→ Aufgaben:
1 - Wie wurde das Motorproblem in Böblingen laut dem Reisebericht von Palenzuela nach Hondarribia behoben?
2 - Nimm den Reisebericht von Palenzuela nach Hondarribia nach seinem letzten Satz wieder auf und schreib ihn weiter.

→ Text:
Palenzuela – Hondarribia

Das Refugium des Pescadores, in der Nacht erst auf der App und anschließend in Wirklichkeit gefunden, ist eine Wiese am Ufer eines Flüssleins, hohe Pappeln spenden Schatten, es ist hübsch, aber eben kein Embalse. Das Wasser plätschert lauschig, aber am Ufer sammelt sich weißer Schaum. Die helle Dorfkirche – natürlich mit Storchennest – liegt in unserem Rücken. Steinerne Picknicktische, hatten wir nicht neulich auch schon mal Tische und Bänke, wo war das? Wir sind in so einem Affenzahn unterwegs, dass die Tage schon wieder verschwimmen.

Den heißen Nachmittag wollen wir – der gestrige Tag dient als Vorlage – wieder an einem Embalse verplanschen. Es gibt in Spanien ja genügend davon. Hinter Vitoria-Gasteiz stehen zwei zur Auswahl, Volker lotst uns, in ungewohnter Rolle als Beifahrer, leider zu dem, der nicht auf unserer Strecke liegt. Ich schimpfe, hungrig und erschöpft von der langen Fahrt. Es sieht nicht mehr nach Spanien aus, sondern nach Schweiz. Waldige Hügel, alpenländische Häuschen mit saftig grün getrimmten Rasenflächen davor. Die lichten, trocken-gelben Korkeichenwälder, war das wirklich erst gestern? Kuhglocken. Und an den See ist kein Rankommen. Wald und Wiesen wuchern bis zum Ufer, ersterer ist für den Düdo nicht zu passieren, auf letzteren steht das Weidevieh.

Die Kinder krakeelen: „Wir wollen zum See!“ Wollen wir auch, aber wie? Wir folgen einem Waldweg, meinen an dessen Rande auf Google Earth eine Parkbucht mit Badestelle zu erahnen. Die Parkbucht ist mit einem Jeep besetzt, ein Schild mit einer finster dreinblickenden Riesenmuschel behauptet auf spanisch und baskisch, der See sei nur für Boote, Schwimmen verboten. Gefährliche Riesenmuscheln. Vermuten wir jedenfalls, wir können ja weder spanisch noch baskisch. Egal, wir können hier ja eh nicht bleiben, neben dem Jeep ist kein Platz. Auf der kleinen Lichtung am Wasser, die wir als Badestelle fehlinterpretiert hatten, liegt der nackte Jeepbesitzer.

Volker versucht, den Düdo zu wenden, auf dem Waldweg, der kaum breiter ist als der Düdo selbst. Der Motor säuft plötzlich ab, sobald Volker vom Gas geht. Das Problem kennen wir, das hatten wir schon auf einer der allerersten Etappen, damals vor fast einem Jahr die Nachtfahrt von Frankfurt nach Böblingen. Meine Mutter war noch am Leben. In Böblingen sprühte dann der junge Nachbar ein bisschen Öl auf den Gaszug und das Problem war behoben. Bin daher optimistisch, dass wir es diesmal selbst hinkriegen.

→ Datenteil:
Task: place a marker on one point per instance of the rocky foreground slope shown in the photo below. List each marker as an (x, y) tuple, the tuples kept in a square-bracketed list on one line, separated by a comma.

→ Lösungen:
1 - Der junge Nachbar sprühte ein bisschen Öl auf den Gaszug.

2 -
Auf dem Weg zum offiziellen Parkplatz am See, mitten in Legutio – wir nehmen jetzt, was wir kriegen – klaffen so dermaßen tiefe Schlaglöcher, dass wir es nicht wagen, nicht mit dem Standgas-Problem, das ja quasi kein Langsamfahren erlaubt. Wir halten zwischen den zwei möglichen Pisten, links und rechts rumpeln PKWs an uns vorbei, jeder zweite setzt scharrend auf. Ich öffne die Motorhaube, die beim Düdo ja eigentlich nicht die Motorhaube ist, denn der Motor liegt ja im Innenraum, zwischen Fahrer und Beifahrer.

Volker am Steuer wackelt an der Standgas-Schraube, ich erkenne, welches Kabel mitwackelt, das ist der Gaszug. Erst mal saubermachen, man erkennt vor lauter schwarzer Schmiere fast nichts. Düdo-Rotzi. Dann sprühe ich WD40 auf alles, was sich bewegen soll, Volker dreht die Schraube einmal ganz auf und dann ganz zu, und alsdann brummt der Motor wieder ruhig und ewig, auch im Leerlauf! Panne selbst behoben, ohne jede Einmischung von Außen! Sind alle euphorisiert von dieser Leistung. Wollen trotzdem auch nicht langsam über die Schlaglöcher, haben mittlerweile zu oft das scharrende Geräusch bei den anderen gehört, sondern parken lieber hundert Meter vorher, in einer Wohnstraße.

Nervennahrung für alle: China-Tüten-Suppe für Peppi, Tortellini für Toni, warmes Bier für uns. Als wir endlich zu Fuß gen See aufbrechen, hat es sich zugezogen, ist plötzlich richtig kühl geworden, niemand will mehr baden, sondern alle wollen lange Sachen anziehen. Ein parkähnliches Gelände zwischen Parkplatz und Ufer, Rasen unter hohen Bäumen, Grüppchen grillender Spanier, Picknicktische, Spielplatz. Vorbereitete Freizeitumgebung. Ich lasse den grobkörnigen Sand auf dem Spielplatz durch meine Finger gleiten, irgendwie taub. Es erscheint mir absolut abwegig, sein Leben an solchen Orten zu verbringen statt am Strand.

Toni will die hellblaue Trainingsjacke behalten, die ein Kind unter dem Klettergerüst vergessen hat. Ich sage, dass sie bei allen Grüppchen nachfragen muss, ob jemandem die Jacke gehört. Wenn nicht, dürfe sie sie behalten. Toni wendet ein, sie könne kein Spanisch. Ich: „Halte die Jacke einfach hoch, die Leute werden schon verstehen, was Du willst.“ Glaube nicht, dass sie es wirklich macht. Liege damit falsch. Die Jacke bleibt bei uns.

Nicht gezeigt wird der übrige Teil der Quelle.